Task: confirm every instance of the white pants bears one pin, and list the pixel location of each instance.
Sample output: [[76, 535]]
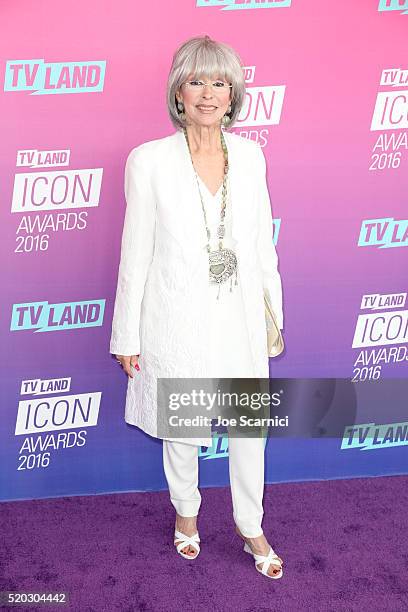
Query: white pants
[[246, 471]]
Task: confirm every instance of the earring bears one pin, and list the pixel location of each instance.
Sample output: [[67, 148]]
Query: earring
[[225, 119], [180, 107]]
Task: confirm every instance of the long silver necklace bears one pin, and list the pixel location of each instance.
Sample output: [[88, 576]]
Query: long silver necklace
[[222, 262]]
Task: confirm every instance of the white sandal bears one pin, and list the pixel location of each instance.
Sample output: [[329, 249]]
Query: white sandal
[[185, 541], [271, 558]]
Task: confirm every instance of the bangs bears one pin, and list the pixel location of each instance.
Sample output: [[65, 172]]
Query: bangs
[[207, 62]]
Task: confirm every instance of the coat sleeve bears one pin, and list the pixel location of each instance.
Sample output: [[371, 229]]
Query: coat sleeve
[[137, 250], [266, 248]]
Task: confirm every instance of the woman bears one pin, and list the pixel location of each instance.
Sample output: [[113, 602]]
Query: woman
[[186, 304]]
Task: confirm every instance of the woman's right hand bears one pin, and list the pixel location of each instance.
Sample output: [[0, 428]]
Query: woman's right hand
[[127, 362]]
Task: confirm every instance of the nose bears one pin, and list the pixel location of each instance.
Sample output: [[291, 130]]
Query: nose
[[207, 90]]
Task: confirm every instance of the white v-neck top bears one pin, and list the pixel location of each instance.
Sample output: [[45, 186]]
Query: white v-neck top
[[230, 351]]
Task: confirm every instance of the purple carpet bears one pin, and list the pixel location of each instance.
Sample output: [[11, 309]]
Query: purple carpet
[[343, 542]]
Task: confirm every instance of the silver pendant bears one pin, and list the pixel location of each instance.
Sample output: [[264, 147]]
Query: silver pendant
[[223, 264]]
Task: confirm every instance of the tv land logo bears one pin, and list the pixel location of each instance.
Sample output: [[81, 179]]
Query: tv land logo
[[393, 5], [383, 233], [218, 448], [52, 422], [41, 78], [390, 113], [46, 317], [233, 5], [66, 196], [380, 335], [370, 436]]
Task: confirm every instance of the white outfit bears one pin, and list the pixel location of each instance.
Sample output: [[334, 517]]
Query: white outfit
[[163, 307], [229, 357]]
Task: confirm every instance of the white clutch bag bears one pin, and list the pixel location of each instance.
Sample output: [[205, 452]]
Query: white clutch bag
[[275, 338]]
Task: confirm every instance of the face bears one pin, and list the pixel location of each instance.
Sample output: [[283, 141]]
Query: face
[[205, 107]]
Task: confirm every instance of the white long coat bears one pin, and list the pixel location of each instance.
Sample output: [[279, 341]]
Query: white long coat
[[161, 307]]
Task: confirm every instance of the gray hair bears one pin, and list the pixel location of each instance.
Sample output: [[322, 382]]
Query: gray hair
[[202, 56]]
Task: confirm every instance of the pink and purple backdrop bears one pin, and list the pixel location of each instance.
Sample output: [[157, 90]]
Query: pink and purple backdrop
[[327, 97]]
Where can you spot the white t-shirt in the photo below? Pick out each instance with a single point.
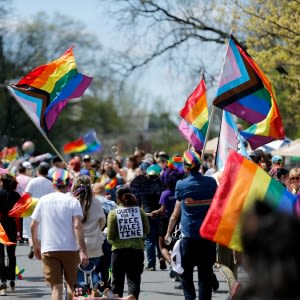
(56, 211)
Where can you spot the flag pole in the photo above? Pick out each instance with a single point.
(213, 108)
(207, 132)
(39, 129)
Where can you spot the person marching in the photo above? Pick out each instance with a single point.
(62, 244)
(93, 222)
(126, 228)
(194, 195)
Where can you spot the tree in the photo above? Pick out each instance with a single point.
(272, 30)
(181, 34)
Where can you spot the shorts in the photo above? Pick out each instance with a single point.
(57, 264)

^^^^

WORK REQUEST - Look back at the entries above and repeat, unchanged, every line from the line holding "Sample output: [[264, 147]]" through the line holding "Task: confirm every instance of the white clutch".

REPLY TO THE EXERCISE -
Sample output: [[264, 147]]
Query: silver pendant
[[223, 264]]
Task: confirm every instance of the tv land logo bears one pin, and list the pixel location of each instance.
Sample output: [[81, 179]]
Query: tv land logo
[[393, 5], [383, 233], [218, 448], [52, 422], [41, 78], [390, 113], [46, 317], [233, 5], [66, 196], [380, 335], [370, 436]]
Task: confirm every instance of the white outfit bears one pin, and list the pixel location of each instance.
Sample output: [[334, 517]]
Query: white outfit
[[163, 307], [229, 357]]
Task: confirm every instance of the white clutch bag bears one pin, and list the pixel location of each instance.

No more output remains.